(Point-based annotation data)
[start]
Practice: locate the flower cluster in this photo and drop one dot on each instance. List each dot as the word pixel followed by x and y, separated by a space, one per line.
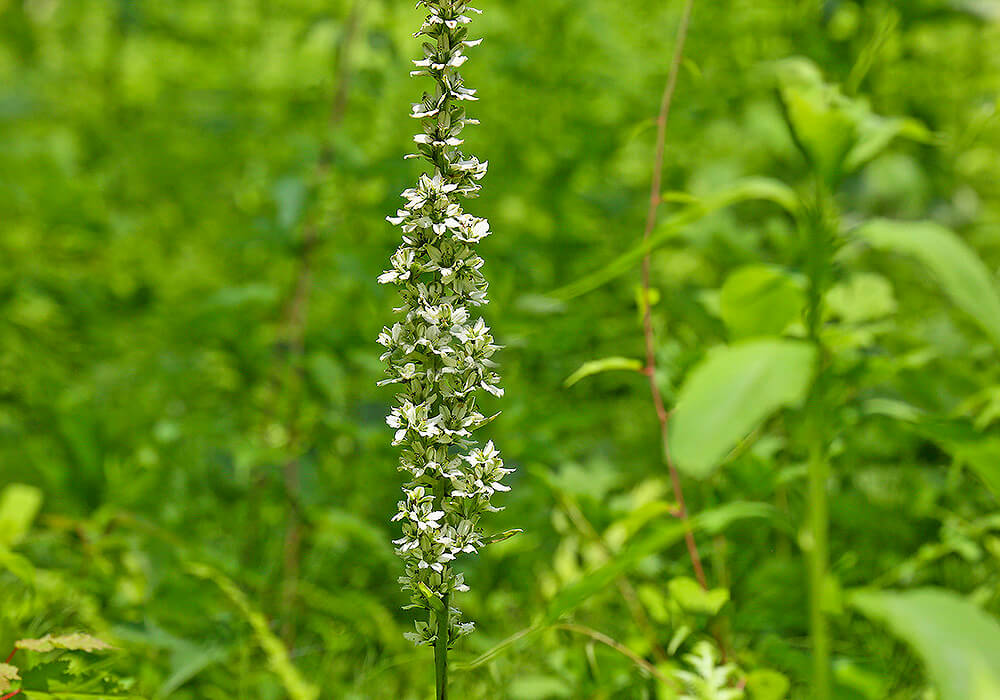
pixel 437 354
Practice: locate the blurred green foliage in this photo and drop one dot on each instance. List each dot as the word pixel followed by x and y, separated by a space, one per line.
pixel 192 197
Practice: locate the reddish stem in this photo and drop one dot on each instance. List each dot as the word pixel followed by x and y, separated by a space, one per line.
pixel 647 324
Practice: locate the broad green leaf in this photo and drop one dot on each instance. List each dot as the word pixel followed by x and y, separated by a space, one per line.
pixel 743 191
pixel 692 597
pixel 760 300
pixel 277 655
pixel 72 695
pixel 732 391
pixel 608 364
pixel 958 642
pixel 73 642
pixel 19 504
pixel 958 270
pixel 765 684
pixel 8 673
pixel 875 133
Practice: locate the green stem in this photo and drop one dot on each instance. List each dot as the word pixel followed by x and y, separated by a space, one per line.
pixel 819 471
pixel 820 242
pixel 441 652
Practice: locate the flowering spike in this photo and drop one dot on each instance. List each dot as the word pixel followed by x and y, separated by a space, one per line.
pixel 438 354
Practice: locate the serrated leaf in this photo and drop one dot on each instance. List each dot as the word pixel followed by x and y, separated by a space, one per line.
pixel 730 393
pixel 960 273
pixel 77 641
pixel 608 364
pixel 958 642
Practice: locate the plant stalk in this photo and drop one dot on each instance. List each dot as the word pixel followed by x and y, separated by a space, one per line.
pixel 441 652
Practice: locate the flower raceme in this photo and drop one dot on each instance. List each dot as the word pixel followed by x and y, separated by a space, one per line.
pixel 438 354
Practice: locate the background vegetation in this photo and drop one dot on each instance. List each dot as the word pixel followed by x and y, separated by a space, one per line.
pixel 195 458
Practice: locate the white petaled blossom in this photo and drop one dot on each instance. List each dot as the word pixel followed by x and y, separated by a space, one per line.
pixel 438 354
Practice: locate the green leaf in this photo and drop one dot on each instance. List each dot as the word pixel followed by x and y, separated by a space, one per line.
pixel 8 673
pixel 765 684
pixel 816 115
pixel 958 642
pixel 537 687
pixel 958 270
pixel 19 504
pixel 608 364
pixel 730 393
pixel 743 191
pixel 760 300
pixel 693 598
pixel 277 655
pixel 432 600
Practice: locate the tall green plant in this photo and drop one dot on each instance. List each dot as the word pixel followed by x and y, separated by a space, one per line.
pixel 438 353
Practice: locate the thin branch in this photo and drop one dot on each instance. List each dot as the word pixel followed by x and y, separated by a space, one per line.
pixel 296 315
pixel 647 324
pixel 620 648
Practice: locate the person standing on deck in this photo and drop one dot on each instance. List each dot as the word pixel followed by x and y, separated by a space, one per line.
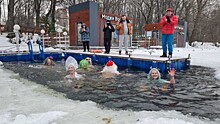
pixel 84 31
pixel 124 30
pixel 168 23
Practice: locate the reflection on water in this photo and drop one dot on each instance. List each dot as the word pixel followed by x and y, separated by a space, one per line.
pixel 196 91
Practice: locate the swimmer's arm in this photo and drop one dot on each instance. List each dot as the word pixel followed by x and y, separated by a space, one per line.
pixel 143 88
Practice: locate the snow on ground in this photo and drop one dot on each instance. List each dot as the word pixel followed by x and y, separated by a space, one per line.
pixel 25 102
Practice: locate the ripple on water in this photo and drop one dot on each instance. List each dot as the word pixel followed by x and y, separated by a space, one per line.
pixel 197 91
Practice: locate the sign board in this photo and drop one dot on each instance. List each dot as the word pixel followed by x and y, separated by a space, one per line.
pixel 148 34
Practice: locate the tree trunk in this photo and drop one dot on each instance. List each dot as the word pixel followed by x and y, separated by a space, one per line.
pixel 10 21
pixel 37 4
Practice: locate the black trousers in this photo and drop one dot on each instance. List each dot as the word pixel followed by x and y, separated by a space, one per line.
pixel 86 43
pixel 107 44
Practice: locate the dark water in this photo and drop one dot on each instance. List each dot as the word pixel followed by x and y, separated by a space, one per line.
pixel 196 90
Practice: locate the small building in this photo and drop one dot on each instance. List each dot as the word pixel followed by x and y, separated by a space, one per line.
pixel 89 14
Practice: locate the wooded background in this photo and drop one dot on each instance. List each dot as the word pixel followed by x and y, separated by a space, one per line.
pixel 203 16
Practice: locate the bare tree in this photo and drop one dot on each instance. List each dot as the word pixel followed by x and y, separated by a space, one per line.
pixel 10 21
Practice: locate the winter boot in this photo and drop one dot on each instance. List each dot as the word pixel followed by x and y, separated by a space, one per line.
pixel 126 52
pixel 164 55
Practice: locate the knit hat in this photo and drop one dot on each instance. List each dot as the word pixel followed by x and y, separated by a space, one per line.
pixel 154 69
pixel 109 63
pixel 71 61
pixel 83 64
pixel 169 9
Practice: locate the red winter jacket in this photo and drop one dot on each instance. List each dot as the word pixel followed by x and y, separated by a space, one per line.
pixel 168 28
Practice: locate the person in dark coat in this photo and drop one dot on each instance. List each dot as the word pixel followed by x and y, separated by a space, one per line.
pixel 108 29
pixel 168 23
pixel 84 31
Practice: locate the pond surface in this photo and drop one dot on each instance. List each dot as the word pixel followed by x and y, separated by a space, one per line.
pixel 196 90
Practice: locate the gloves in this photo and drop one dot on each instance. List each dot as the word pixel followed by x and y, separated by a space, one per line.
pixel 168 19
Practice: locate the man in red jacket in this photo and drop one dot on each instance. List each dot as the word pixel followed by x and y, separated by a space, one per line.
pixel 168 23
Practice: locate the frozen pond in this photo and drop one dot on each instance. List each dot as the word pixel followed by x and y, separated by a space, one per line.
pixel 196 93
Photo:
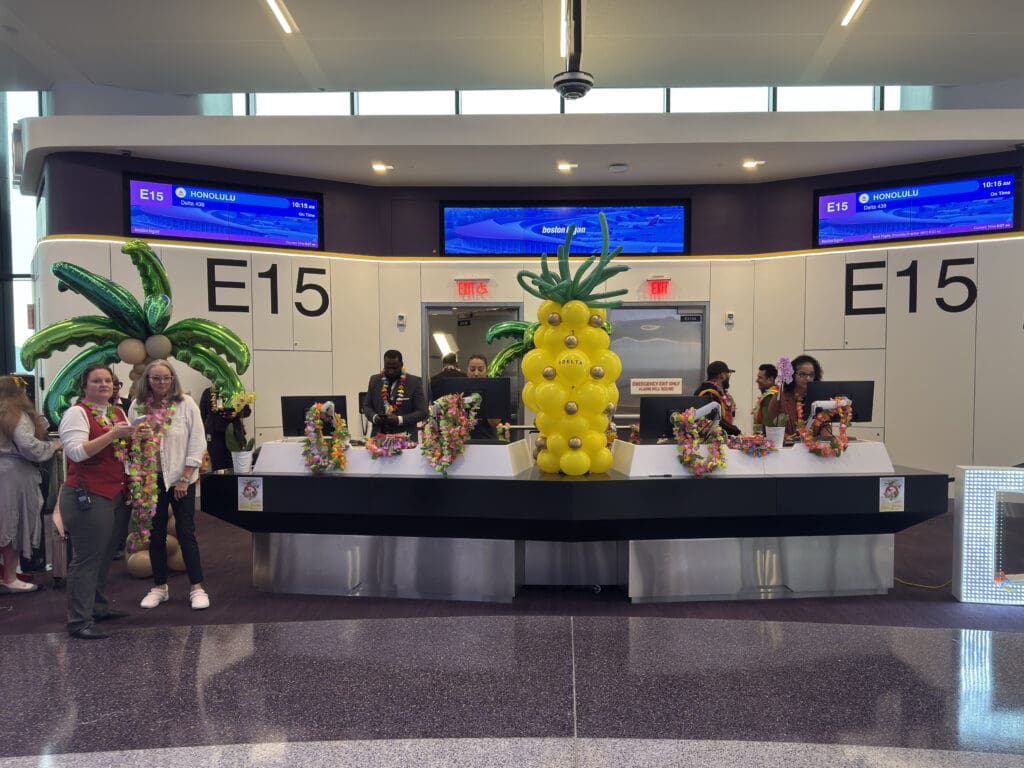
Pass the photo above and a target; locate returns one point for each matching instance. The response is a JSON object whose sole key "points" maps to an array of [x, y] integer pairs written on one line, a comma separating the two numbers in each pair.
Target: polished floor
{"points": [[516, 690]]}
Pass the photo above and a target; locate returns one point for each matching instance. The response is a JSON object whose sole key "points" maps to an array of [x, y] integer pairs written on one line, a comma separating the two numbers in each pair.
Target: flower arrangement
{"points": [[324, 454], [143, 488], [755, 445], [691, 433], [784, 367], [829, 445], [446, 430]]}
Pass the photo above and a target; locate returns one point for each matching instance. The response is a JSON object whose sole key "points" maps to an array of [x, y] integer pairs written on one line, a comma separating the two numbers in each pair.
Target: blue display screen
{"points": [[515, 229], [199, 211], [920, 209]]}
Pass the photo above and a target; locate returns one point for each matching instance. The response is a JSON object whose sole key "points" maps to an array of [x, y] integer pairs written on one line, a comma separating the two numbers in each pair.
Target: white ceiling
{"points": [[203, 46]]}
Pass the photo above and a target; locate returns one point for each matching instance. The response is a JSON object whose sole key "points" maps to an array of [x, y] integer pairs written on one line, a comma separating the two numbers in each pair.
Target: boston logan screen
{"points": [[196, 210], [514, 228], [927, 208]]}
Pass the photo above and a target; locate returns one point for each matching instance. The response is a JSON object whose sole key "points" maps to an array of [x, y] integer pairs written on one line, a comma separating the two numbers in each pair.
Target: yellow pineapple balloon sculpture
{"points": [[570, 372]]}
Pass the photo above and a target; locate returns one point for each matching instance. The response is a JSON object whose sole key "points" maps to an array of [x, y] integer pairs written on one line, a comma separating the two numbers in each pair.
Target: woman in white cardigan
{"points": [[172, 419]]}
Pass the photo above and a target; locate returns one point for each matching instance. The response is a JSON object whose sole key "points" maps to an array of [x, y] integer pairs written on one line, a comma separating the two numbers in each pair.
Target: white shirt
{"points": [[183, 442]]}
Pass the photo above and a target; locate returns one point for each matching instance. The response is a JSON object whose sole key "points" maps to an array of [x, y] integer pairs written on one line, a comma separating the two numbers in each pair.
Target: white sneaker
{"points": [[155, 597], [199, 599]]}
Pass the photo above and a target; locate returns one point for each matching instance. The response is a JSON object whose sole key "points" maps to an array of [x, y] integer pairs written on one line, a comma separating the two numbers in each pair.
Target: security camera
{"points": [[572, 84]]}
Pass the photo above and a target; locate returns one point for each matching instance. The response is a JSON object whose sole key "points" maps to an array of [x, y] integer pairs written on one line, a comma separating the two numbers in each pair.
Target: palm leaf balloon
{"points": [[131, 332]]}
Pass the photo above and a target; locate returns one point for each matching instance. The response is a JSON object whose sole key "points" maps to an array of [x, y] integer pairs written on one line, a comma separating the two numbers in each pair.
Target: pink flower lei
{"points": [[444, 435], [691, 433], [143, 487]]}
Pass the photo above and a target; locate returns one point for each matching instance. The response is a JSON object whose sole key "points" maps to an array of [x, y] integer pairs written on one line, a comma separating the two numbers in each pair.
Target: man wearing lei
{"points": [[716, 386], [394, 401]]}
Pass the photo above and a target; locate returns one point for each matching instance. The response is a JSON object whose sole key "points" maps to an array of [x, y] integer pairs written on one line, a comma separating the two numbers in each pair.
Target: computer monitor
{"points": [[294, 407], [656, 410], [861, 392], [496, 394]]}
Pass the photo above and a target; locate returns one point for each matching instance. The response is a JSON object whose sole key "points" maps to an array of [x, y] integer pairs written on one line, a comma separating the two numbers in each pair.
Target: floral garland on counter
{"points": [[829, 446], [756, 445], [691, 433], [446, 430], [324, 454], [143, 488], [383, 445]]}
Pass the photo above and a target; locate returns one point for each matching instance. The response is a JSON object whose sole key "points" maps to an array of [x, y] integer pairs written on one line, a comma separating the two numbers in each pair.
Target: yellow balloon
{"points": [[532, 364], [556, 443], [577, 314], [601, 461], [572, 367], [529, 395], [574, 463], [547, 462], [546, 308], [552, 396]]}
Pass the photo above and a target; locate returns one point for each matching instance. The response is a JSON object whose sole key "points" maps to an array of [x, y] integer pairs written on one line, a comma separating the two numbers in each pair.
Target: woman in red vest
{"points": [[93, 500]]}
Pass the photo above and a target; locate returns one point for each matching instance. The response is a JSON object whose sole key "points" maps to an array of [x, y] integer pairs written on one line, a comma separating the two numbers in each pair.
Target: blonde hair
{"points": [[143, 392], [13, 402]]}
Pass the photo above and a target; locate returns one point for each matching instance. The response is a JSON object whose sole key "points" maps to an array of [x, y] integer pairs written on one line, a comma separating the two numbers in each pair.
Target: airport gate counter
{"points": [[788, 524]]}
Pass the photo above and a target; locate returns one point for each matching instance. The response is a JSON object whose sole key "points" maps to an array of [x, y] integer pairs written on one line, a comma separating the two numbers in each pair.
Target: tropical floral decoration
[end]
Directive
Quote the data verbatim, starting at the line that contains "Practice: locate the sign" and ending after the line that contains "pixel 169 9", with both of those lines included.

Solution to the exercise
Practice: locate the sign board in this photo and drop one dot on each instance. List each dot as the word pixel followed by x and y, separated by a space, one per line.
pixel 148 34
Practice: locate the tree trunk in this photo and drop one dot on each instance. List each dot as the word pixel followed by x and y, separated by a space, one per line.
pixel 10 21
pixel 37 4
Practice: locate the black trousers in this photo and drop one dot on each instance. List each dot as the word pixel followed by x and y, separated by a space, one per line.
pixel 86 43
pixel 107 44
Practice: locate the dark water in this photo and drop one dot on each instance. List each dot as the word pixel followed by x and y, separated by a space, one per line.
pixel 196 90
Practice: locate the small building in this photo and drop one dot on each instance. List each dot as the word pixel followed by x and y, separated by a space, one per line.
pixel 89 14
Practice: locate the wooded background in this photo and drop one dot on each instance. List each dot as the word pixel followed by x and y, separated by a space, one per line.
pixel 203 16
Practice: locate the bare tree in this photo and drop one dot on each instance. List each dot as the word pixel followed by x and y, separated by a space, one per line.
pixel 10 21
Practice: locate the winter boot in this photo and drop one dot on each instance. List each dot as the word pixel followed by x and y, separated by a space, one per line.
pixel 126 52
pixel 164 55
Practice: locate the knit hat in this photo and drop one dot on each instance. List each dot as the word pixel followed by x and y, separated by a space, one per line.
pixel 154 69
pixel 109 63
pixel 71 61
pixel 83 64
pixel 169 9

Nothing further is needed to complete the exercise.